• BIST 9722.09
  • Altın 2428.571
  • Dolar 32.5199
  • Euro 34.8
  • Lefkoşa 21 °C
  • Mağusa 19 °C
  • Girne 24 °C
  • Güzelyurt 23 °C
  • İskele 19 °C
  • İstanbul 18 °C
  • Ankara 20 °C

Mizansen ve kağıttan kaplancıklar

Ediz TUNCEL

Omurgasızlık kolay değildi eskiden…

Şimdilerdeyse o kadar kolay ki…

Ne tarafa dönseniz, karşınızda envai türden omurgasızlık abideleri duruyor…

Omurgasız siyasetçi müsveddeleri, omurgasız ve aynı zamanda çakma bilim adamı müsveddeleri, omurgasız eğitimci-akademisyen müsveddeleri, omurgasız doktor müsveddeleri, omurgasız asker-polis müsveddeleri, omurgasız din adamı ve dindar müsveddeleri, ve hepsinden öteye, bunları baştacı eden, sadece insanlığın değil, dünyanın tüm maddi ve manevi değerlerinin başına bunları bela eden omurgasız insan müsveddeleri…

Bunların yüzünden dünya Birinci ve İkinci Dünya savaşlarından sonra en büyük tehditle karşı karşıya…

Hoş, omurgasız tiplerden laf açılmışken bir örnek vereyim de bir omurgasızın dünya tarihini nasıl değiştirdiğine de şahit olun…

18 Haziran 1815 tarihlerinde Belçika’nın Waterloo kasabası yakınında gerçekleştirilen ve tarihe Waterloo Savaşı olarak geçen savaş, Napoleon Bonaparte liderliğindeki Fransız güçleriyle İngiliz-Prusya ittifak güçleri arasında meydana geldi ve Avrupa’yı 23 yıl boyunca kasıp kavuran güç savaşlarını da sona erdiren savaş oldu.

Napoleon geride çoğunluğu süvarilerden oluşan ve düşmanı yandan kuşatmada kullanılacak artçı bir birlik bırakır ve başına da kendisine körü körüne sadık ama beyinsiz, kukla komutanlarından birini atar.

Napoleon düşmanla karşılaştığında bu birliğe haber uçuracak ve düşmana hangi yönden saldırılacağını bildirecektir.

Ancak Napoleon’un öncü güçleri İngiliz kuvvetleriyle beklenenden önce karşılaşır ve savaşa tutuşur, gerideki atlı birliği uyarmaya fırsat bulamaz, savaşın gürültüsü atlı birliğin bulunduğu yerden bile duyulur, atlı birliğin diğer komutanları birşeylerin ters gittiğini anlar, birlik komutanına derhal harekete geçme isteklerini iletir,  ancak birlik komutanı tahta kafalının tekidir, Napoleon’dan emir gelmedikçe yerinden kıpırdamaya niyetli değildir.
● ● ● ●
== Belirtilen alıştırma 1 ==
Lütfen alıntıdaki "Ancak Napoleon’un öncü güçleri" sözleriyle başlayan paragrafı, ana olguları koruyarak madde listesi hâlinde yeniden yazın.
== Belirtilen alıştırma 2 ==
Alıntının "Bunların yüzünden dünya" ile "yönden saldırılacağını bildirecektir." arasındaki kısmını, bu ikisi de dahil olmak üzere, "süvarilerden" ifadesini "atlılardan" ile değiştirerek yeniden yazın.
● ● ● ●
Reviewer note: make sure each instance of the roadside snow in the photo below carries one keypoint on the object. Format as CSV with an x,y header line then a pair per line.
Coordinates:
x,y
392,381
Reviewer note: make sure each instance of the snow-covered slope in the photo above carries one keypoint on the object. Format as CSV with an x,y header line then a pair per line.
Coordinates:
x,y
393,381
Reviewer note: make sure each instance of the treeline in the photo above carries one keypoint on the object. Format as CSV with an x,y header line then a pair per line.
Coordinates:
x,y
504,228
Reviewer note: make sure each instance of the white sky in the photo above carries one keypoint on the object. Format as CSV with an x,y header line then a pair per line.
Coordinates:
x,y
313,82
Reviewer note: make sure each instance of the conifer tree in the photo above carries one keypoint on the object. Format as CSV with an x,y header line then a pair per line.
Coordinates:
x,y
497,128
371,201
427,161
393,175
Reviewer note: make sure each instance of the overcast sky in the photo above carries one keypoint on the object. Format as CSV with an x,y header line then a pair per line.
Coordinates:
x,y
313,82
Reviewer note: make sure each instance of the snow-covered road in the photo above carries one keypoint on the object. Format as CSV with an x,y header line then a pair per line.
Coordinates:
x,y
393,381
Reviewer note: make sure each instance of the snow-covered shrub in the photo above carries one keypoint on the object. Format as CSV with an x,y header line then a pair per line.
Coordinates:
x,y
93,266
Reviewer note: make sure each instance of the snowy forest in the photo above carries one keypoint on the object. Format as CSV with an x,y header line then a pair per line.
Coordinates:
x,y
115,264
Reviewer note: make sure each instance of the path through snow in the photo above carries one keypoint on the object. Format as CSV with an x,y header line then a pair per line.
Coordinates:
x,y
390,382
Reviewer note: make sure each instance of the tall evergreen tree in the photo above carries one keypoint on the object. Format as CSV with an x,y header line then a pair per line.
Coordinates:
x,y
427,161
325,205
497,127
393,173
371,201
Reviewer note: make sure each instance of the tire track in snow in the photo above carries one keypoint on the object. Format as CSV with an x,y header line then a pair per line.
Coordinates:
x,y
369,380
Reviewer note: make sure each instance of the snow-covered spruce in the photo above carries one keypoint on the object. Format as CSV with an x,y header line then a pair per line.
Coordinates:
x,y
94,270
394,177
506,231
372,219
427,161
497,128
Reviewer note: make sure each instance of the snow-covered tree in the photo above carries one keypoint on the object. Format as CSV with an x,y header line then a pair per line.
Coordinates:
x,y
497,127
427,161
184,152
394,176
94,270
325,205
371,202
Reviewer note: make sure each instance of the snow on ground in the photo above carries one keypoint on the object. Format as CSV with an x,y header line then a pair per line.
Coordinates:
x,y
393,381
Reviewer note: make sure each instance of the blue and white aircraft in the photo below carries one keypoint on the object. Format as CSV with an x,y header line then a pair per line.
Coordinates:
● ● ● ●
== Yazılı yanıt 1 ==
- Napoleon’un öncü güçleri İngiliz kuvvetleriyle beklenenden önce karşılaşır ve savaşa tutuşur.
- Gerideki atlı birliği uyarmaya fırsat bulunamaz.
- Savaşın gürültüsü atlı birliğin bulunduğu yerden bile duyulur.
- Birliğin diğer komutanları bir şeylerin ters gittiğini anlar ve birlik komutanından derhal harekete geçmesini ister.
- Birlik komutanı, Napoleon’dan emir gelmedikçe yerinden kıpırdamaya niyetli değildir.

== Yazılı yanıt 2 ==
Bunların yüzünden dünya Birinci ve İkinci Dünya savaşlarından sonra en büyük tehditle karşı karşıya…

Hoş, omurgasız tiplerden laf açılmışken bir örnek vereyim de bir omurgasızın dünya tarihini nasıl değiştirdiğine de şahit olun…

18 Haziran 1815 tarihlerinde Belçika’nın Waterloo kasabası yakınında gerçekleştirilen ve tarihe Waterloo Savaşı olarak geçen savaş, Napoleon Bonaparte liderliğindeki Fransız güçleriyle İngiliz-Prusya ittifak güçleri arasında meydana geldi ve Avrupa’yı 23 yıl boyunca kasıp kavuran güç savaşlarını da sona erdiren savaş oldu.

Napoleon geride çoğunluğu atlılardan oluşan ve düşmanı yandan kuşatmada kullanılacak artçı bir birlik bırakır ve başına da kendisine körü körüne sadık ama beyinsiz, kukla komutanlarından birini atar.

Napoleon düşmanla karşılaştığında bu birliğe haber uçuracak ve düşmana hangi yönden saldırılacağını bildirecektir.